> [WHAT THIS EXERCISE ASKS]
[1] Condense the paragraph of the illicit financial flows article that begins "A new report by Global Financial Integrity" into a bulleted list that keeps its main facts.
[2] Copy word for word the passage of the illicit financial flows article running from "A new report" up to and including "and Kenya, $47.5billion.".
BEGIN PAGE
A new report by Global Financial Integrity (GFI), a US- based think tank, has revealed that Nigeria lost a whopping $77.7billion to illicit financial flows (IFFs) in ten years, from 2013 to 2022. According to the report, South Africa topped the list with $478billion in cumulative trade value within the same period covered by the report, while Nigeria came second. For the continent, the estimated annual loss is over $88.6billion, representing 3.7 per cent of Africa’s total Gross Domestic Product (GDP). IFFs involve cross-border movement of illegally-earned money, transferred, or utilized. It also includes proceeds of crime, corruption, and practices like tax evasion. Trailing Nigeria in the infamous IFFs is Ghana, $51billion; Cote d’Ivoire, $47.7billion; and Kenya, $47.5billion.
The implication of IFFs is dire to the economy of the country. Every dollar siphoned is a dollar not taxed or invested. This directly reduces the resources available for public expenditure. Statistics show that Nigeria loses between $15billion and $18billion annually to IFFs. This is despite efforts by government agencies to combat the menace. For example, between 2003 and 2013, Nigeria lost $157 million to IFFs. Foreign Direct Investment (FDI) within the same period was only $48billion and $59billion, respectively.
END PAGE
BEGIN SUPPLIED MATERIAL
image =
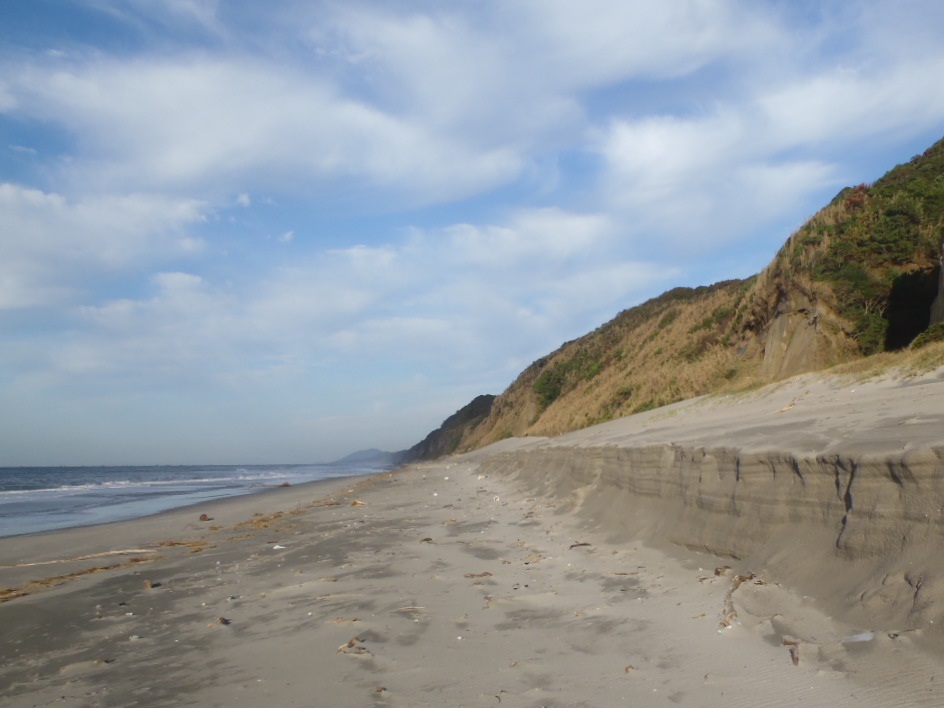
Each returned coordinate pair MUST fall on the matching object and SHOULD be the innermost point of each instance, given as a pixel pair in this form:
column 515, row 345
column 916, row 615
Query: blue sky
column 237, row 232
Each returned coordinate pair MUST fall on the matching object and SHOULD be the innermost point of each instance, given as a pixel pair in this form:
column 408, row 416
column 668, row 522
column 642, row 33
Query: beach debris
column 342, row 620
column 7, row 594
column 729, row 614
column 123, row 552
column 355, row 645
column 794, row 647
column 861, row 637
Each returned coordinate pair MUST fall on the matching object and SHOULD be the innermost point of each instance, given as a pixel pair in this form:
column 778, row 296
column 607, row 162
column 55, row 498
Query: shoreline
column 435, row 584
column 538, row 572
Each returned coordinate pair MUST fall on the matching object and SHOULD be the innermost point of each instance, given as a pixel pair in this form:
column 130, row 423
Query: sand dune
column 538, row 572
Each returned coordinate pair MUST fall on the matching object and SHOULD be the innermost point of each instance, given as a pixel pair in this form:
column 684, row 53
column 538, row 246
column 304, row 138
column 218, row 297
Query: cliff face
column 454, row 431
column 833, row 488
column 861, row 276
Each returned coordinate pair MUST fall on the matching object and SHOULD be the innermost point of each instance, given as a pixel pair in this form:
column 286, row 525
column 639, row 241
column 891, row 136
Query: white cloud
column 53, row 246
column 204, row 123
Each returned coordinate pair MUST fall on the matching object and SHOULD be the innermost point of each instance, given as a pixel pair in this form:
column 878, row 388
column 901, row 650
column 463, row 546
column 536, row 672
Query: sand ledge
column 536, row 573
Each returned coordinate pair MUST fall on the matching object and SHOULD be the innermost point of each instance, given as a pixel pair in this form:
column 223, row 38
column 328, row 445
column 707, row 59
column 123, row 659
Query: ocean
column 34, row 499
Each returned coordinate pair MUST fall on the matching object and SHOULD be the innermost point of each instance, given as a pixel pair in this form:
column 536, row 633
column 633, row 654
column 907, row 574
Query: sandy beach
column 483, row 580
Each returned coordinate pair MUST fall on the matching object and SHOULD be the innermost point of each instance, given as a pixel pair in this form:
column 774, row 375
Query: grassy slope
column 857, row 279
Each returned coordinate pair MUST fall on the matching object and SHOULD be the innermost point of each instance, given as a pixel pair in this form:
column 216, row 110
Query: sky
column 239, row 232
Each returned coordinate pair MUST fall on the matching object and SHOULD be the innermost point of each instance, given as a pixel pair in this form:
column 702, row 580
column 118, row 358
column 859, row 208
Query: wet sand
column 442, row 584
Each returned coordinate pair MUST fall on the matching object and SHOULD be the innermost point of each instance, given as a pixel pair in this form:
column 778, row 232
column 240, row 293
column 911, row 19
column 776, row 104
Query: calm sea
column 36, row 499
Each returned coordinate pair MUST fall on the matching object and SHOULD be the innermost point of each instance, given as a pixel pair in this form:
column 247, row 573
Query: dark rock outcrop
column 446, row 439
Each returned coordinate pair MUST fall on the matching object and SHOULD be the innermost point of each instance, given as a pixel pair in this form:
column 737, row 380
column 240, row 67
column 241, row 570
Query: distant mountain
column 372, row 458
column 454, row 433
column 861, row 277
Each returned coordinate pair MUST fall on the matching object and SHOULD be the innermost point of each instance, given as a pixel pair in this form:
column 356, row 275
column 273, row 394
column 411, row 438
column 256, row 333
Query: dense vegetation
column 858, row 278
column 878, row 247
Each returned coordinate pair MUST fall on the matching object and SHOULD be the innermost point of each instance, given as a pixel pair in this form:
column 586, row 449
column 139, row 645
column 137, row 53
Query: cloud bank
column 246, row 233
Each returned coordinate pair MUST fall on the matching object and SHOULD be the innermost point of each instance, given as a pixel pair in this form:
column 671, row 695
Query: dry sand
column 478, row 581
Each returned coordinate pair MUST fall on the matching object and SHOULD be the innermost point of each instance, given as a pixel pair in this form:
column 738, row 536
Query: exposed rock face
column 937, row 308
column 449, row 436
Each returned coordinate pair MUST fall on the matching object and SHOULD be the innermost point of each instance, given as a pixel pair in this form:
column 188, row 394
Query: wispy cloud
column 329, row 210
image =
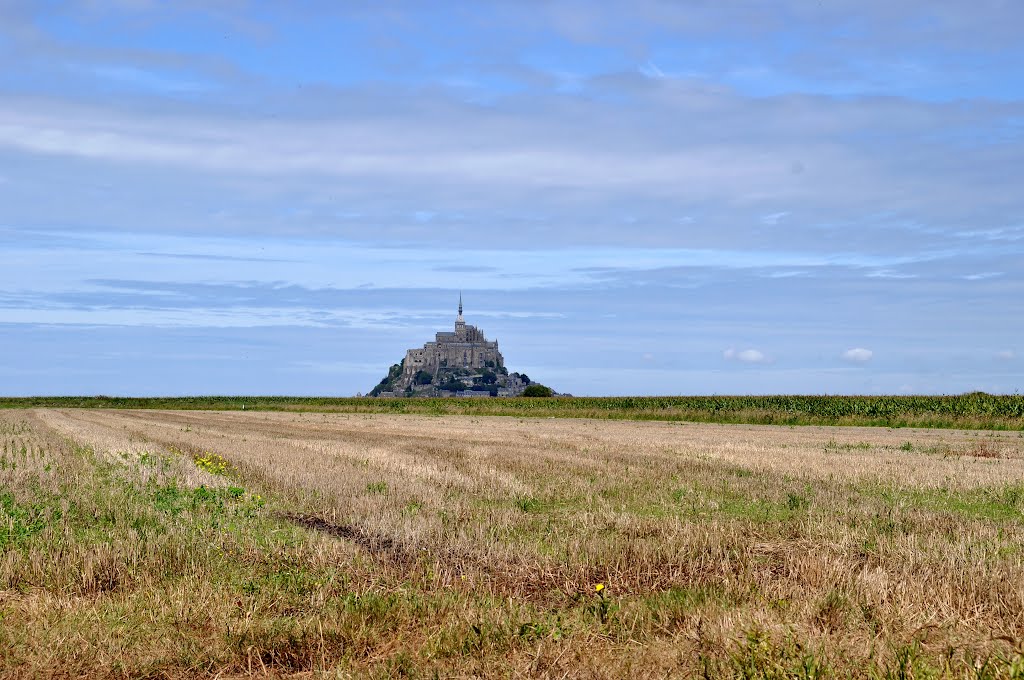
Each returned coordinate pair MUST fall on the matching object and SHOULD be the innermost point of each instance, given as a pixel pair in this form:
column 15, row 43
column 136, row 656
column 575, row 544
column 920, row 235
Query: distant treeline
column 976, row 410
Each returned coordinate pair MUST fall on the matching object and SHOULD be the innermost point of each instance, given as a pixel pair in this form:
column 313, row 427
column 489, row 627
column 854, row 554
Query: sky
column 645, row 197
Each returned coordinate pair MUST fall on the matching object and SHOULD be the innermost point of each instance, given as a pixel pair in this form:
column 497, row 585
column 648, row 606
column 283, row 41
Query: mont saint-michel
column 460, row 363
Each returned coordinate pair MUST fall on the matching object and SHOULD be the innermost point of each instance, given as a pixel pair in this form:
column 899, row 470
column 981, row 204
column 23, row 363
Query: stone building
column 459, row 363
column 466, row 347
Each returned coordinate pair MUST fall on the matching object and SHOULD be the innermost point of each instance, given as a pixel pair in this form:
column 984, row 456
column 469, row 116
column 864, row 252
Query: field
column 183, row 544
column 974, row 411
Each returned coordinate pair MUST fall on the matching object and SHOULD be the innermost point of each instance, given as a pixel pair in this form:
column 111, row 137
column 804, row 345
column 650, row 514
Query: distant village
column 461, row 363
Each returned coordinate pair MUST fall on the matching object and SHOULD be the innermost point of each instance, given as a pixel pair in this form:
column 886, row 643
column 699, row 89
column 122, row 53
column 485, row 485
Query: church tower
column 460, row 323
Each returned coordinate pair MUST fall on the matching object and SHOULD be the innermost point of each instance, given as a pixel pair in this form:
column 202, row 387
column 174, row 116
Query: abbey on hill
column 462, row 363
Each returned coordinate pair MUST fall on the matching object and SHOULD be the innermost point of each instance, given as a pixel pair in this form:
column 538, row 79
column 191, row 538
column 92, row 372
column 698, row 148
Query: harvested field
column 184, row 544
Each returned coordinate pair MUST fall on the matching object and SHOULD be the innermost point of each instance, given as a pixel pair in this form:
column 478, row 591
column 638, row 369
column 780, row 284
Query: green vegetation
column 584, row 552
column 977, row 410
column 387, row 384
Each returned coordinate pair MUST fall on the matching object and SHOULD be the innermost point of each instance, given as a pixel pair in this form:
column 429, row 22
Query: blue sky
column 635, row 198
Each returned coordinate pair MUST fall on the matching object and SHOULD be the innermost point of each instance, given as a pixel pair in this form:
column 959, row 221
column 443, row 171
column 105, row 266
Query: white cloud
column 858, row 355
column 745, row 355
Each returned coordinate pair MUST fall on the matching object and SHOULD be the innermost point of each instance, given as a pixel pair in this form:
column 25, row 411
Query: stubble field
column 182, row 544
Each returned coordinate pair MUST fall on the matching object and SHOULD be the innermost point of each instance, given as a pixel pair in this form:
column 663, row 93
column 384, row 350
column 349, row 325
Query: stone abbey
column 466, row 348
column 459, row 363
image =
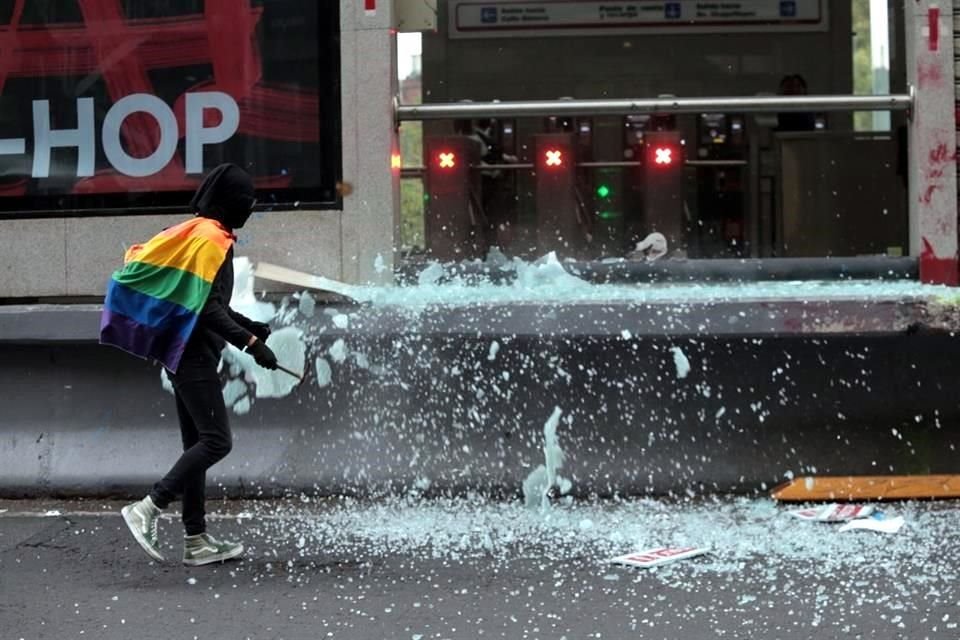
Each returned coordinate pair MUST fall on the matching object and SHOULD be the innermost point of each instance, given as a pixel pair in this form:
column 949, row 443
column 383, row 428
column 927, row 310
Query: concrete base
column 439, row 407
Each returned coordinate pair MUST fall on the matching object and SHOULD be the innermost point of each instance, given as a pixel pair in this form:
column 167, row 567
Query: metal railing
column 747, row 104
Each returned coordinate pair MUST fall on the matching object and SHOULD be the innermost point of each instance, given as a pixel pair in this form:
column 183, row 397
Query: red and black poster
column 114, row 107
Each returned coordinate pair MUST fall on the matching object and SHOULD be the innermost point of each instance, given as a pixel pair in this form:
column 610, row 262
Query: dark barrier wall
column 448, row 412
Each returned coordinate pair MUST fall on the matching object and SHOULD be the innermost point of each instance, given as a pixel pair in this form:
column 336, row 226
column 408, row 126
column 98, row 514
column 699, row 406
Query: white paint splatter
column 338, row 351
column 324, row 373
column 680, row 362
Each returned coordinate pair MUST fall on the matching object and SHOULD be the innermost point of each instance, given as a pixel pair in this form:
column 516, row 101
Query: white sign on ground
column 656, row 557
column 875, row 523
column 833, row 512
column 524, row 18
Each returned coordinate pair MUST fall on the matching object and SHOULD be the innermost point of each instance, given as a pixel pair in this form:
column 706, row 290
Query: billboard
column 110, row 107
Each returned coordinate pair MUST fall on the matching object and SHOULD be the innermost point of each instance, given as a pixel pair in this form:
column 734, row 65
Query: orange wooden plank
column 813, row 488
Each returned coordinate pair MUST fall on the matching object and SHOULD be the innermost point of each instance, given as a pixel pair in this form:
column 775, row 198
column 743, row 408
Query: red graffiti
column 929, row 75
column 933, row 23
column 941, row 154
column 934, row 269
column 931, row 189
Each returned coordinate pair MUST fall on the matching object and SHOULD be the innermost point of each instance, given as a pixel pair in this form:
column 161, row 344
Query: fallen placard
column 877, row 522
column 275, row 273
column 833, row 512
column 854, row 488
column 660, row 556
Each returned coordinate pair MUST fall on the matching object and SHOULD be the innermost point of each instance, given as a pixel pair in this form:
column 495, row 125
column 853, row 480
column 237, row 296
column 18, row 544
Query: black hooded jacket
column 227, row 196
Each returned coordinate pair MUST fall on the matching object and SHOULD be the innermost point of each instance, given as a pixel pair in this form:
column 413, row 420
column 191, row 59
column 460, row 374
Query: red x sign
column 448, row 160
column 664, row 155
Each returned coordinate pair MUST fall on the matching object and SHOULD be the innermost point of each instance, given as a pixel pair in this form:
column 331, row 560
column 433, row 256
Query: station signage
column 520, row 18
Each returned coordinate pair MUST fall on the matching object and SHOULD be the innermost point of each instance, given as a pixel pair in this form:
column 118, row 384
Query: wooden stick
column 814, row 488
column 298, row 376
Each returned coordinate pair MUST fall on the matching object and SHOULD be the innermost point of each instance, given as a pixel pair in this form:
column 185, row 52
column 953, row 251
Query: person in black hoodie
column 227, row 196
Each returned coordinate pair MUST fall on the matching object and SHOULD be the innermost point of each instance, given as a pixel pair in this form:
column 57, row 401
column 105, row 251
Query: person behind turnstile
column 496, row 195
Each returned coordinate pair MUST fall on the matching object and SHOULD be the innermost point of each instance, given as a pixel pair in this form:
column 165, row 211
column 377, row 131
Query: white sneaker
column 141, row 518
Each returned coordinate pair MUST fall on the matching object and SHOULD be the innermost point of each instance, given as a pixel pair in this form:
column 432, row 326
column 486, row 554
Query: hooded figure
column 227, row 197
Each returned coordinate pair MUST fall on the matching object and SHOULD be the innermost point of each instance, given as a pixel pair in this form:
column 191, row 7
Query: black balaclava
column 225, row 195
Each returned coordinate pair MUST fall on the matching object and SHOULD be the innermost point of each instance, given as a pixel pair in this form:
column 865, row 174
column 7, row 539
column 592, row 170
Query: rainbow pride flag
column 153, row 303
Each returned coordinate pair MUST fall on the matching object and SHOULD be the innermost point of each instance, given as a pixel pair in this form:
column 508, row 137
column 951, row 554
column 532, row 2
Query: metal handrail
column 746, row 104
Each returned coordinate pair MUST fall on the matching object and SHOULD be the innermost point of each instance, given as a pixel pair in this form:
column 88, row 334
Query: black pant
column 206, row 439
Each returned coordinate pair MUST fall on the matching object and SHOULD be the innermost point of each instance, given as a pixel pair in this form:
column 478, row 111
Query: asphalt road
column 424, row 570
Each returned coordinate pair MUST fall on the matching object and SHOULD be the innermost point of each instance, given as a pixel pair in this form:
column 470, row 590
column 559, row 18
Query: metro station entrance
column 747, row 183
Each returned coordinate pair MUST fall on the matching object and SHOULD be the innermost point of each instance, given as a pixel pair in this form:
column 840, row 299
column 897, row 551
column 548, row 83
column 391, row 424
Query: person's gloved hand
column 259, row 329
column 263, row 355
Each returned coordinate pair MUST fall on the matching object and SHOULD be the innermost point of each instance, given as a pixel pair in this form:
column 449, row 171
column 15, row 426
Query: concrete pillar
column 933, row 147
column 371, row 213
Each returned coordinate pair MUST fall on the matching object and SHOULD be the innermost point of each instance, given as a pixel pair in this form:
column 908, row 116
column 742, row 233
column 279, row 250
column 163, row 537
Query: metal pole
column 752, row 104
END SUPPLIED MATERIAL
> [TASK-BY-TASK SOLUTIONS]
[1]
- Global Financial Integrity (GFI), a US-based think tank, reported that Nigeria lost $77.7 billion to illicit financial flows (IFFs) from 2013 to 2022.
- South Africa topped the list with $478 billion in cumulative trade value over the same period, and Nigeria came second.
- Africa's estimated annual loss is over $88.6 billion, or 3.7 percent of the continent's total GDP.
- IFFs are the cross-border movement of illegally earned money, transferred or utilized, including proceeds of crime, corruption, and practices like tax evasion.
- After Nigeria come Ghana ($51 billion), Cote d'Ivoire ($47.7 billion), and Kenya ($47.5 billion).

[2]
A new report by Global Financial Integrity (GFI), a US- based think tank, has revealed that Nigeria lost a whopping $77.7billion to illicit financial flows (IFFs) in ten years, from 2013 to 2022. According to the report, South Africa topped the list with $478billion in cumulative trade value within the same period covered by the report, while Nigeria came second. For the continent, the estimated annual loss is over $88.6billion, representing 3.7 per cent of Africa’s total Gross Domestic Product (GDP). IFFs involve cross-border movement of illegally-earned money, transferred, or utilized. It also includes proceeds of crime, corruption, and practices like tax evasion. Trailing Nigeria in the infamous IFFs is Ghana, $51billion; Cote d’Ivoire, $47.7billion; and Kenya, $47.5billion.